Given exercise.
Repeat every entry in the listing below, exactly.

◆ ◆ ◆

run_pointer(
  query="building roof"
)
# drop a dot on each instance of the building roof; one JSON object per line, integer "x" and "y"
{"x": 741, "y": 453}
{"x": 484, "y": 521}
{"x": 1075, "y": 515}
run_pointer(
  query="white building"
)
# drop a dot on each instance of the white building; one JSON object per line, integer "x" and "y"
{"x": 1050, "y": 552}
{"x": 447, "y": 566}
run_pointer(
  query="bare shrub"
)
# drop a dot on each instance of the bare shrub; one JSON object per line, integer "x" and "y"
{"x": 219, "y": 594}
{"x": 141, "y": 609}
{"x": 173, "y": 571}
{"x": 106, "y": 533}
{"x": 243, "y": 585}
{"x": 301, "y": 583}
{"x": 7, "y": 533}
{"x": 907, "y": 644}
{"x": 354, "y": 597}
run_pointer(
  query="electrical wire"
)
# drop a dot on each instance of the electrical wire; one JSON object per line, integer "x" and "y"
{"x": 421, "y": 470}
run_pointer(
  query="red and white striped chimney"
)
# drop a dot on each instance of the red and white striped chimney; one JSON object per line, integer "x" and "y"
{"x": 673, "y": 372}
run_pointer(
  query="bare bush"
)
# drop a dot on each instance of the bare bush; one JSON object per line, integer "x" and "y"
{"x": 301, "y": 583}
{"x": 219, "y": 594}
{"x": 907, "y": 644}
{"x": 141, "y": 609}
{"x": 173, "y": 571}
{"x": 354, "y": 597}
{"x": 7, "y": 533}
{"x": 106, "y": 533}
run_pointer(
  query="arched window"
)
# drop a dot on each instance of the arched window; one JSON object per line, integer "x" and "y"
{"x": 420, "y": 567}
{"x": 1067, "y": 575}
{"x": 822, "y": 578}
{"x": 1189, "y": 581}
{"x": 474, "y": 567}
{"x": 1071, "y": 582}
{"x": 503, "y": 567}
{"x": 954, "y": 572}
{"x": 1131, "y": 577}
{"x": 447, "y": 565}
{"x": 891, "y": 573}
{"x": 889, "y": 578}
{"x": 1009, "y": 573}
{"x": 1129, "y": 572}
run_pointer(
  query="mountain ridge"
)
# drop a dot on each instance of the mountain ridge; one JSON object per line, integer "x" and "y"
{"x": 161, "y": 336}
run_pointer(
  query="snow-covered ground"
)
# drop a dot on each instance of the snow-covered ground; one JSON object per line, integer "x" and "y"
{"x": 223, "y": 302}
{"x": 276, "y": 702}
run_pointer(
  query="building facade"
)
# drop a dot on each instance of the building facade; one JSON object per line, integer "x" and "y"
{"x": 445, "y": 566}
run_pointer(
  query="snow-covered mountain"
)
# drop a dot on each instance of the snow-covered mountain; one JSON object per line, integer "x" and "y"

◆ ◆ ◆

Result.
run_pointer(
  query="building roof"
)
# drop a dot on each instance of the building roof; one JSON object per line, integer "x" and "y"
{"x": 741, "y": 453}
{"x": 484, "y": 521}
{"x": 1075, "y": 515}
run_pointer(
  query="white building"
)
# drop a dot on each instance of the white building; one JSON object per line, integer "x" and "y"
{"x": 1050, "y": 552}
{"x": 447, "y": 566}
run_pointer(
  query="bare shrub"
)
# drop a dot on each instance of the bare shrub; one JSON object per line, integer "x" and "y"
{"x": 219, "y": 594}
{"x": 141, "y": 609}
{"x": 173, "y": 571}
{"x": 106, "y": 533}
{"x": 243, "y": 585}
{"x": 301, "y": 583}
{"x": 7, "y": 533}
{"x": 907, "y": 644}
{"x": 354, "y": 597}
run_pointer(
  query="electrical wire"
)
# drop a dot on each instance of the electrical wire; one JSON object per line, integer "x" and "y"
{"x": 421, "y": 470}
run_pointer(
  query="red and white striped chimney"
)
# drop a dot on each instance of the red and white striped chimney; one JSON object per line, integer "x" and "y"
{"x": 673, "y": 372}
run_pointer(
  query="bare bush"
)
# drop a dot on each instance of the bare bush; one JSON object per line, integer "x" and "y"
{"x": 301, "y": 583}
{"x": 219, "y": 594}
{"x": 907, "y": 644}
{"x": 141, "y": 609}
{"x": 173, "y": 571}
{"x": 354, "y": 597}
{"x": 7, "y": 533}
{"x": 106, "y": 533}
run_pointer(
  query="arched window"
)
# drop a dot on each instance of the arched window; one JSON object per line, integer "x" and "y"
{"x": 420, "y": 567}
{"x": 1067, "y": 575}
{"x": 822, "y": 578}
{"x": 1189, "y": 581}
{"x": 474, "y": 567}
{"x": 1071, "y": 582}
{"x": 503, "y": 567}
{"x": 954, "y": 572}
{"x": 1131, "y": 577}
{"x": 447, "y": 565}
{"x": 891, "y": 573}
{"x": 889, "y": 578}
{"x": 1009, "y": 573}
{"x": 1129, "y": 572}
run_pointer(
  query="mountain ridge"
)
# drop a dot on each instance of the mountain ridge; one JSON object per line, integer "x" and "y"
{"x": 161, "y": 336}
run_pointer(
  query="snow-covered ground"
)
# drop a dot on each instance of the snow-covered ground; one JSON object per line, integer "x" and "y"
{"x": 223, "y": 302}
{"x": 276, "y": 702}
run_pointer(
  query="building facade"
)
# drop a dot on each instance of the building facade; one JSON object per line, integer "x" and "y"
{"x": 445, "y": 566}
run_pointer(
  query="snow-covered mountain"
)
# drop a dot on each instance of the snow-covered mountain; one JSON object per line, integer "x" and "y"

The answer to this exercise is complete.